*Records for the task*.
◆ ◆ ◆ ◆ ◆ ◆ ◆

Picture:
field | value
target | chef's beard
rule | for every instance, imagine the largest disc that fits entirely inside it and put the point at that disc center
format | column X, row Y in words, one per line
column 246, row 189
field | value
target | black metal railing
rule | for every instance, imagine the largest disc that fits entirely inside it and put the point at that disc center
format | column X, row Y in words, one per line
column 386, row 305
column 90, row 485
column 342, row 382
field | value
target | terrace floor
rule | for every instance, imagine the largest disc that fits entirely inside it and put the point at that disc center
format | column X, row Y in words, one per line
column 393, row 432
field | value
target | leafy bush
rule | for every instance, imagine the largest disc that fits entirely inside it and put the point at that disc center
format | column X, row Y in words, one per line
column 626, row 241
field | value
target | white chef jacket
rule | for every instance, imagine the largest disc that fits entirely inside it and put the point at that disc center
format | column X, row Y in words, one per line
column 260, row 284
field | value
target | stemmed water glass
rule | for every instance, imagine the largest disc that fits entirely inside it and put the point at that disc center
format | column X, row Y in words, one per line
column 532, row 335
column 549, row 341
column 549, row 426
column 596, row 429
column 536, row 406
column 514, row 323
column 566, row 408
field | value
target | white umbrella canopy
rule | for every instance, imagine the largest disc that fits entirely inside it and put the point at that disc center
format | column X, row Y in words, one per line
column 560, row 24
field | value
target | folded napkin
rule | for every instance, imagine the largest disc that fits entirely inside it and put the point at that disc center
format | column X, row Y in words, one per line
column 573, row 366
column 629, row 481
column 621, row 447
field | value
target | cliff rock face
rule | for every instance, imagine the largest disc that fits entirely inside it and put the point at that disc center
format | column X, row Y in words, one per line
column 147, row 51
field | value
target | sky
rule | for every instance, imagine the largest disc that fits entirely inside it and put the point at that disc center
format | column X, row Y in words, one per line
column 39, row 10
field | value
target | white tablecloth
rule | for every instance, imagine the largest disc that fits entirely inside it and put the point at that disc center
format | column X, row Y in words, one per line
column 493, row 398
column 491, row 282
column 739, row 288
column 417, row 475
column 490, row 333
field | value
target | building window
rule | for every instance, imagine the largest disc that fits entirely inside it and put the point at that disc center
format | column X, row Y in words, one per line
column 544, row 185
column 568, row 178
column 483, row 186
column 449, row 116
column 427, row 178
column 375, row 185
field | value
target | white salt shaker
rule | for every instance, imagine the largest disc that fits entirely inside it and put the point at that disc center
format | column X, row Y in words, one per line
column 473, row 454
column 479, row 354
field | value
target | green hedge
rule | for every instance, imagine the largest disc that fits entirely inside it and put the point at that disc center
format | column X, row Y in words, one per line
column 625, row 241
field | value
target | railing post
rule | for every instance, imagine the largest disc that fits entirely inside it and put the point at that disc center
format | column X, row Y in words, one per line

◆ ◆ ◆ ◆ ◆ ◆ ◆

*What is needed*. Report every line of the entries above that contains the word "chef", copying each such line in full.

*Response to the task*.
target | chef's beard
target | white chef jacket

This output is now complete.